##### Показанный текст

Среди Гертруд называли действительно тех первых троих, которые ты называл, но Суровцева и Шестинского не называли. Вот будет анекдот. Ну что ж, посмеемся, не впервой. Но посмеемся-то сгоряча, а каково будет потом, ведь хочется пожить да и поработать тоже для пользы своего отечества, а тут, если будет такая обстановка, вряд ли удастся. Ну что ж, посмотрим, хотя эта фраза мало утешает. Когда ж наступит и наш-то день. Плохо, что ты не позвонил Евдокимову, все надеешься на великого Славу (Вячеслава Марченко. – В. П.), а сам-то ты гораздо больше его, никак ты этого не понимаешь, к тому же и Дима заинтересован в тебе, если уж говорить откровенно.
У нас тут странная жизнь. Все вьются вокруг Феликса, а он благодушно все принимает. Но вот Ванюшка приходит и говорит: пап, все спрашивают, кто такой Феликс Кузнецов? (А Феликс был объявлен как председательствующий Вечера поэзии.) Вот если б Юлиан Семенов был председателем, тогда бы все пришли.
Конечно, популярность Юлиана возросла после того «варева», которое продемонстрировали по телевидению. Ну так Феликс отрицает насчет Суровцева и Шестинского. О господи, о чем бы не писать в таких письмах, а мы вот обсуждаем такую ерунду.
Не с кем поговорить по душам. С Родичевым? Но он дудит в одну дуду: зажрались. Никто ничего не делает. А я думаю, прежде всего ты сам, Николай Иванович, совсем отошел от борьбы, завел дачу в Брянске, огород, не заводит собак, потому что одна собака испортила ему грядку с огурцами, так он ее повел к... словом, на укол. После этого говори о культуре российской. Мирнев катит бочку на Васю, всячески хочет его скомпрометировать в моих глазах, Ганина и ее «Фолкнер» величественно шествуют. Валя Сидоров шестерит вокруг Феликса. Ольшанский «надувается», делает вид ужасно занятого человека. Лишь Ваня (черт возьми, забыл его фамилию, работает в «Радуге»), славный парень (упомянуты наши писатели, друзья и товарищи. – В. П.).
Работаю, играю в теннис, купаюсь, сплю после обеда, часто думаю о тебе, единственном, с кем могу поговорить как равный с равным, с другими просто не о чем. Ведь говорить интересно о чем-то новом, правда? А тут все – отработанное.
Обнимаю. Привет Тине. Поцелуй Ольгу от всех нас, значит, пять раз. В. Петелин.
20 авг. 84».
Из Коктебеля в Москву.
«Дорогой Олег!
Только что поговорил с Галей и решил написать тебе письмо. Какое все-таки непонимание, а ведь прожили больше шестнадцати лет. И сколько раз мы с тобой говорили об этом, как все подтверждается чуть ли не каждый день.

##########
##### Предоставленные строки

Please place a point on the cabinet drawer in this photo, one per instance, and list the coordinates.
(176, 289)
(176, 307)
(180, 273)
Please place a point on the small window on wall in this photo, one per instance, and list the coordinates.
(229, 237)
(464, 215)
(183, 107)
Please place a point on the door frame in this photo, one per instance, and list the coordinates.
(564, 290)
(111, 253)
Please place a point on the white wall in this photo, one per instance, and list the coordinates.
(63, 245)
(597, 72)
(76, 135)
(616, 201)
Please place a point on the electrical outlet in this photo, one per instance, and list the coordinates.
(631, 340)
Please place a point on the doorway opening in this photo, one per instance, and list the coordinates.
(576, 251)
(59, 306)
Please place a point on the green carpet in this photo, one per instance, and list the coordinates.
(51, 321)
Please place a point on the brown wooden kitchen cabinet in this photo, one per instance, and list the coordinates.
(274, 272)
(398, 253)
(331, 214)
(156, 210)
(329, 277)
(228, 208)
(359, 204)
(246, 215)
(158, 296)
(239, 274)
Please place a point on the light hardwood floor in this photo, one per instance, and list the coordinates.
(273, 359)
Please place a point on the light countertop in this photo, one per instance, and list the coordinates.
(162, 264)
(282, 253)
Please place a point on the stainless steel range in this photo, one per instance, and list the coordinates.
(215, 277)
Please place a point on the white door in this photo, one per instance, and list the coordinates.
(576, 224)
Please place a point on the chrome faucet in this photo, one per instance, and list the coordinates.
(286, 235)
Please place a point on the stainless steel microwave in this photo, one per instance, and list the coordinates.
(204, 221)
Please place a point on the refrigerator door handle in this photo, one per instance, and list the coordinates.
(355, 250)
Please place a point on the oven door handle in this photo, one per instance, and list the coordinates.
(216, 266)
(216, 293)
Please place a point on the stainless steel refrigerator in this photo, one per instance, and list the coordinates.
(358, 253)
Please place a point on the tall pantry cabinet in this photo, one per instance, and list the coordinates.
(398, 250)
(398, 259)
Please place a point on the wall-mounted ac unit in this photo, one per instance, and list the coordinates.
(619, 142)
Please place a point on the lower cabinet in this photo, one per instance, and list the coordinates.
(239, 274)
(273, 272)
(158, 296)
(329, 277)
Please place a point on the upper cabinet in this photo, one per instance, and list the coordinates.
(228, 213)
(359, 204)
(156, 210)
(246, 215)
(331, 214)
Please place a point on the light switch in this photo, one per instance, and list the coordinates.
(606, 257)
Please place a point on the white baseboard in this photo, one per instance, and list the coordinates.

##########

## По тексту
- A) Выведите из показанного текста всё, начиная со слов «У нас тут странная» и вплоть до слов «обсуждаем такую ерунду.».
- B) Как перевести на английский язык предложение из показанного текста «Не с кем поговорить по душам»?
Эти строки взяты из другого источника.

## Ваши ответы
- A)
У нас тут странная жизнь. Все вьются вокруг Феликса, а он благодушно все принимает. Но вот Ванюшка приходит и говорит: пап, все спрашивают, кто такой Феликс Кузнецов? (А Феликс был объявлен как председательствующий Вечера поэзии.) Вот если б Юлиан Семенов был председателем, тогда бы все пришли.
Конечно, популярность Юлиана возросла после того «варева», которое продемонстрировали по телевидению. Ну так Феликс отрицает насчет Суровцева и Шестинского. О господи, о чем бы не писать в таких письмах, а мы вот обсуждаем такую ерунду.

- B) There is no one to have a heart-to-heart talk with.